## The task
Please reproduce, character for character, the records from the line containing "# test: pointer returns one pin per instance of the path" through the end of the records, inclusive, and output nothing else.

==*==

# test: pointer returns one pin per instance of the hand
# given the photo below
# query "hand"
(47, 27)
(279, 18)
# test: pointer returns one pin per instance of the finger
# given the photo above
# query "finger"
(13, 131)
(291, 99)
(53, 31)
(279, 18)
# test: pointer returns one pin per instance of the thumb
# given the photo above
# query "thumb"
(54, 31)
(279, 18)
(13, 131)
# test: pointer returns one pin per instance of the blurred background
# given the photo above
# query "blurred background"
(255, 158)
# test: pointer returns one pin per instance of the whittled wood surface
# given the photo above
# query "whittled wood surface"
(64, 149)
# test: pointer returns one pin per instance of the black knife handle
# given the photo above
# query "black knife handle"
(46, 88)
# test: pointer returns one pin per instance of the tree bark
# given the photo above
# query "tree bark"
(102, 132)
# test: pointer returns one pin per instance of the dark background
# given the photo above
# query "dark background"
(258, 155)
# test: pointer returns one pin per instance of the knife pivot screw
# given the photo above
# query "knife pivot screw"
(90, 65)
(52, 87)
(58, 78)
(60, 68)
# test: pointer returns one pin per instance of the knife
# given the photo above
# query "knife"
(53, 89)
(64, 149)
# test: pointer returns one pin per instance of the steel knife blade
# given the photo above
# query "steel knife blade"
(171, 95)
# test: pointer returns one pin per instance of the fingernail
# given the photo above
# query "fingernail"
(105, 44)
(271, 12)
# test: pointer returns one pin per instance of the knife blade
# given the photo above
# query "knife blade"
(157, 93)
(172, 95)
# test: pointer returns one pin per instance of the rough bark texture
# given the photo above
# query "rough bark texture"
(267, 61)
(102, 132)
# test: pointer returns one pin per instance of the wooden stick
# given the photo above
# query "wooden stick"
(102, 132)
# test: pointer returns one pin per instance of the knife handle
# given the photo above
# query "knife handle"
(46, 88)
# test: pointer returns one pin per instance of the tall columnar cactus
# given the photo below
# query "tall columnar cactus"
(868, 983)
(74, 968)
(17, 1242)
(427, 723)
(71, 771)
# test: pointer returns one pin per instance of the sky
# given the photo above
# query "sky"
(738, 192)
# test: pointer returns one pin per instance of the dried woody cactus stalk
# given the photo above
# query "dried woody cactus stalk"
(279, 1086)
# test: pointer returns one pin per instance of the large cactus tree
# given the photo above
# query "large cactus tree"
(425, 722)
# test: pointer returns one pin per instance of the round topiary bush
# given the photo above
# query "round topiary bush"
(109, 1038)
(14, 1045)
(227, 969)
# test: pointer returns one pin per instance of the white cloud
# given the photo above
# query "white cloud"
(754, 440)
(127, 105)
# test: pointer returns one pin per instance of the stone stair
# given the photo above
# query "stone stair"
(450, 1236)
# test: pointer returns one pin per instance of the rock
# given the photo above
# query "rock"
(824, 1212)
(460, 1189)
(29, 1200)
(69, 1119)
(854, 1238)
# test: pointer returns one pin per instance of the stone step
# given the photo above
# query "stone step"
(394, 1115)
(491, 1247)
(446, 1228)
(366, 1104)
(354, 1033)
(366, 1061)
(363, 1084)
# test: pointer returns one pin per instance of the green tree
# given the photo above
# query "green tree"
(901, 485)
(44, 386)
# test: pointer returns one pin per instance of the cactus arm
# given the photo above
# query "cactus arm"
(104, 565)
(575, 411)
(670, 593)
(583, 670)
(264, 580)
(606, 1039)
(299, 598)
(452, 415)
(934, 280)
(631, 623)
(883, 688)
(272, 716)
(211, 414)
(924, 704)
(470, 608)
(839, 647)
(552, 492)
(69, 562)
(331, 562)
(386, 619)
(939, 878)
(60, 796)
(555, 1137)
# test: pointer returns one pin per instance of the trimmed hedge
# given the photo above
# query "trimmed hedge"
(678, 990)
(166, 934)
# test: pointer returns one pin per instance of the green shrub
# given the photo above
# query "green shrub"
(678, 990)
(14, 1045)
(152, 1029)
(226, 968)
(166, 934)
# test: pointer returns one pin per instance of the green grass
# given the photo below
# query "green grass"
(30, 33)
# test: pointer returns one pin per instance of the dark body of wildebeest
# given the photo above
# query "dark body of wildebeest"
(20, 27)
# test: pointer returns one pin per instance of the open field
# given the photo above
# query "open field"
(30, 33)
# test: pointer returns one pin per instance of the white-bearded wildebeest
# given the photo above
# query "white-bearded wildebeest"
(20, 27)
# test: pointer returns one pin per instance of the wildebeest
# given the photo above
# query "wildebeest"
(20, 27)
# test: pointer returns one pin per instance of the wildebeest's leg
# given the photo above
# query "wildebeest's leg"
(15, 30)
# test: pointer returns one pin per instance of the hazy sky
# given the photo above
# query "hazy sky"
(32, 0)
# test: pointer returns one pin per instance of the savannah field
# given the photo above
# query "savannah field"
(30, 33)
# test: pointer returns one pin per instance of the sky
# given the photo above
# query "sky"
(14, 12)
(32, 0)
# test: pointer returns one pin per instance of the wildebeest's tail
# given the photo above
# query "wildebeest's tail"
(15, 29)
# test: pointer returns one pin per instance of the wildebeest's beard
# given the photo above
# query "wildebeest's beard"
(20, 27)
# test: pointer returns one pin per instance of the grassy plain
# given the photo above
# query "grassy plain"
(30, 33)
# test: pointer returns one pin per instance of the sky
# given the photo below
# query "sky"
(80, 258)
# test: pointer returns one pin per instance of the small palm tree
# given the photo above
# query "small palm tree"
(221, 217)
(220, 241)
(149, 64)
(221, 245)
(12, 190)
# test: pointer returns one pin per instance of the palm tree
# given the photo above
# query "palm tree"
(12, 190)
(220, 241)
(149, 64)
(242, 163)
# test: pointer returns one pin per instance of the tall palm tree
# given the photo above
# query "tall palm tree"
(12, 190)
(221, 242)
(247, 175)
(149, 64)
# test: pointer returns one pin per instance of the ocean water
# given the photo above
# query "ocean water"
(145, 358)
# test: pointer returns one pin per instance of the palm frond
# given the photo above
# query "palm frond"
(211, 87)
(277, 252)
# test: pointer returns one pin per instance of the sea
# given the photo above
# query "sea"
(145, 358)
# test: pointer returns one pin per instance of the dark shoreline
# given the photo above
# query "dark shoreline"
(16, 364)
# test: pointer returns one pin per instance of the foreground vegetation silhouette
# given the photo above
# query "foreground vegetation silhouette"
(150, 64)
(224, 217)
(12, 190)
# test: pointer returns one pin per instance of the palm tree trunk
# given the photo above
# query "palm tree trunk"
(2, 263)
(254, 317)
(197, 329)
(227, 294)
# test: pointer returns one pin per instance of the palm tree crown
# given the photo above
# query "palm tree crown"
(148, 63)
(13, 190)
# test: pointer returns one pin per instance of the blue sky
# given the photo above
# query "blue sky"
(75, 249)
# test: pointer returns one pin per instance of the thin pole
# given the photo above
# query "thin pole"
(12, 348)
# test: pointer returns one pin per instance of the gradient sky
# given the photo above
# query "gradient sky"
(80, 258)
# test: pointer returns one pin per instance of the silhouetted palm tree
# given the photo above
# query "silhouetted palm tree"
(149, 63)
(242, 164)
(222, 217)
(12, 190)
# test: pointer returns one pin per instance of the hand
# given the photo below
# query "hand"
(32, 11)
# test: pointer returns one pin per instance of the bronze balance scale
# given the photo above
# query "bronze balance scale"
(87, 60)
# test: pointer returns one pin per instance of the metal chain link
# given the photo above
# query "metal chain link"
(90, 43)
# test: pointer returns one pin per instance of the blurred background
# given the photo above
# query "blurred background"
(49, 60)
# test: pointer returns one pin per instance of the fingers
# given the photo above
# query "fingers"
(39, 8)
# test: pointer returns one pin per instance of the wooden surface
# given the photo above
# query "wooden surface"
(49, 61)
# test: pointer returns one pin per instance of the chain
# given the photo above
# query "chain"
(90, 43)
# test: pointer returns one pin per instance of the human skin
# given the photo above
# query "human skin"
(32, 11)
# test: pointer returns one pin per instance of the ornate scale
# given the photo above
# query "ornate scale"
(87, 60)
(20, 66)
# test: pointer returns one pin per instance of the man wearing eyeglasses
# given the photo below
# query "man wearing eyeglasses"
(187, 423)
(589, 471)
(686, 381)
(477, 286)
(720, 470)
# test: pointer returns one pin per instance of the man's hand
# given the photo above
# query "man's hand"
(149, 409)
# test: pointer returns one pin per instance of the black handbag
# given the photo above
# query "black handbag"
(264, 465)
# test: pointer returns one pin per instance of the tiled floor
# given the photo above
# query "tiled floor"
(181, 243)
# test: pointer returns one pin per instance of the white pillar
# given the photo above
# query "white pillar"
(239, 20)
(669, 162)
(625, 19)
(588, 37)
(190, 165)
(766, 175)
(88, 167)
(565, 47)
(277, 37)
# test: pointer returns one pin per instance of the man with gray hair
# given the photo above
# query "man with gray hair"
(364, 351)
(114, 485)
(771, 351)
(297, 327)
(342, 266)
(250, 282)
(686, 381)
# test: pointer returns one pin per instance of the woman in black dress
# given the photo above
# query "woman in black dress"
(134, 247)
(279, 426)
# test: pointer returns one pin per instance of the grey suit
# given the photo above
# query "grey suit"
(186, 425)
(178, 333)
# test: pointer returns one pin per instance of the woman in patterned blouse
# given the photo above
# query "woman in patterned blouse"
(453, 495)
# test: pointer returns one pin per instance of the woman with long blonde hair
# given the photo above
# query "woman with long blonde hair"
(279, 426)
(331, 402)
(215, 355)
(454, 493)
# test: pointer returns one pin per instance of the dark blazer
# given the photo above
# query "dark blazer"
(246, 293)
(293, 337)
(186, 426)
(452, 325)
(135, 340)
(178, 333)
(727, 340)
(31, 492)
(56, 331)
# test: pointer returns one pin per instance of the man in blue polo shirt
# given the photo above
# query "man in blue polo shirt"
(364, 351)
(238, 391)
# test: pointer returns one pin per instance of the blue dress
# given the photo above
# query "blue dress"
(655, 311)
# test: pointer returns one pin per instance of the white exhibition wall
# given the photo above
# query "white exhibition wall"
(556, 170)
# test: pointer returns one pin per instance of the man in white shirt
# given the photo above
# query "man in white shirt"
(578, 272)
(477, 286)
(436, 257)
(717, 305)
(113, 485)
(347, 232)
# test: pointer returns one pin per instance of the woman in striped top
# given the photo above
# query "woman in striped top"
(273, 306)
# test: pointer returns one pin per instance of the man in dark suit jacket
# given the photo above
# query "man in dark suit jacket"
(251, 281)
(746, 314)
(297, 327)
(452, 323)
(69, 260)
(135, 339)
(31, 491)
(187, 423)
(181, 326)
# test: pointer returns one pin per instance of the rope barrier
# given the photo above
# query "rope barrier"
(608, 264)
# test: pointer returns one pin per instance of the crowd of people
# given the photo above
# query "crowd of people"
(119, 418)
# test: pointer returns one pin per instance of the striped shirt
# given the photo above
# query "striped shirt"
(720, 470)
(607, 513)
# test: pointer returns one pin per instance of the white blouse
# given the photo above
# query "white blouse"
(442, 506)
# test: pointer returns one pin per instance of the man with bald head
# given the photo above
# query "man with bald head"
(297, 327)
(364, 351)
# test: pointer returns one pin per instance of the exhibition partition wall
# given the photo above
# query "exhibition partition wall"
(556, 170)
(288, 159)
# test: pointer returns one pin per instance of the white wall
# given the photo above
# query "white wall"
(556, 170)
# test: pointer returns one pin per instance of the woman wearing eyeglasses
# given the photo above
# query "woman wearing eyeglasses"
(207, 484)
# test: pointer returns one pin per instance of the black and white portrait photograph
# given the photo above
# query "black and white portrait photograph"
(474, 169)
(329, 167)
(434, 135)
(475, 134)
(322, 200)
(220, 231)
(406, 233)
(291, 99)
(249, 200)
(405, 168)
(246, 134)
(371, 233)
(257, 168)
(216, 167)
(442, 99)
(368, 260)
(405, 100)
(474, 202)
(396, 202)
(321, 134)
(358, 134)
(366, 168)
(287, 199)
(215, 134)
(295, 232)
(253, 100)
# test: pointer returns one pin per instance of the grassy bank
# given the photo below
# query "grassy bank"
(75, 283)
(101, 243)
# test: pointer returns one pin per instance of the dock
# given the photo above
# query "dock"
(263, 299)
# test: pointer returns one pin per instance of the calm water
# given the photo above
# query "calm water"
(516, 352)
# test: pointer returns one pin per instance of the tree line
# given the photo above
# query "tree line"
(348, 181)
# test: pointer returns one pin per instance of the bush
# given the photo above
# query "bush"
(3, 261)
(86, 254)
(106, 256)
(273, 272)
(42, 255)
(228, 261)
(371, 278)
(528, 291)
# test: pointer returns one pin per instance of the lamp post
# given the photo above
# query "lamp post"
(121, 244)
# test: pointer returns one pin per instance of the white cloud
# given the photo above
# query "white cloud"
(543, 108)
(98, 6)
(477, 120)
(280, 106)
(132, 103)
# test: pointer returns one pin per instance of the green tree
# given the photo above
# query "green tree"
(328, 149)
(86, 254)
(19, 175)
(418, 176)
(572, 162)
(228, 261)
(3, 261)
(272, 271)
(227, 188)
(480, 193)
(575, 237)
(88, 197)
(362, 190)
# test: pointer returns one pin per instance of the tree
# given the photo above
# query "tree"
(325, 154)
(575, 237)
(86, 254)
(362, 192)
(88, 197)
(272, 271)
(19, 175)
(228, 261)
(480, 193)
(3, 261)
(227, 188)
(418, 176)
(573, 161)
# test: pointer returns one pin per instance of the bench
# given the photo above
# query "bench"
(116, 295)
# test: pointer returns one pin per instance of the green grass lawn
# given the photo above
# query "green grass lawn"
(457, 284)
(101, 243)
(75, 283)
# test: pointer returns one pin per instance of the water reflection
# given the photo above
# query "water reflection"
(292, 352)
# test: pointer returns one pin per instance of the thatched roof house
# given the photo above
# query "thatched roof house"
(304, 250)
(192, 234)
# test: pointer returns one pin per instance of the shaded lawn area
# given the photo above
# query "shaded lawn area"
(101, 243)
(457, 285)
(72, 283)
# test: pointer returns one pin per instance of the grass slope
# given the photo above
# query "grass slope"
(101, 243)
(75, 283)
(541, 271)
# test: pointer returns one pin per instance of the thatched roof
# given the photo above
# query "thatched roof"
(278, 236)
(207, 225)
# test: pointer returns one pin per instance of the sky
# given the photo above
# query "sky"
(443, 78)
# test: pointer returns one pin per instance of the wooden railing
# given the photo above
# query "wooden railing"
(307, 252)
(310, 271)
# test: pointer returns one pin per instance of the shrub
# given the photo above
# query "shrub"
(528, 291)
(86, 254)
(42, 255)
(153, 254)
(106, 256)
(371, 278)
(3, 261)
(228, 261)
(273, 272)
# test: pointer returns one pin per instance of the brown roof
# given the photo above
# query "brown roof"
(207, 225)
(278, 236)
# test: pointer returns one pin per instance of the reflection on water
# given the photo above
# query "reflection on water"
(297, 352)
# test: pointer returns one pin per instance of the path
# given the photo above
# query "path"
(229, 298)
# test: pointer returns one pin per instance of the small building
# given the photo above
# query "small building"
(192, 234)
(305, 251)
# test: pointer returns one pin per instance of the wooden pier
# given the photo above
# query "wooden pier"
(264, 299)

==*==

## Result of this task
# test: pointer returns one pin per instance of the path
# given the photo above
# query "path"
(229, 298)
# test: pointer returns one pin per instance of the small building
# given the photo above
# query "small building"
(192, 234)
(305, 251)
# test: pointer returns one pin per instance of the wooden pier
# given the photo above
# query "wooden pier"
(264, 299)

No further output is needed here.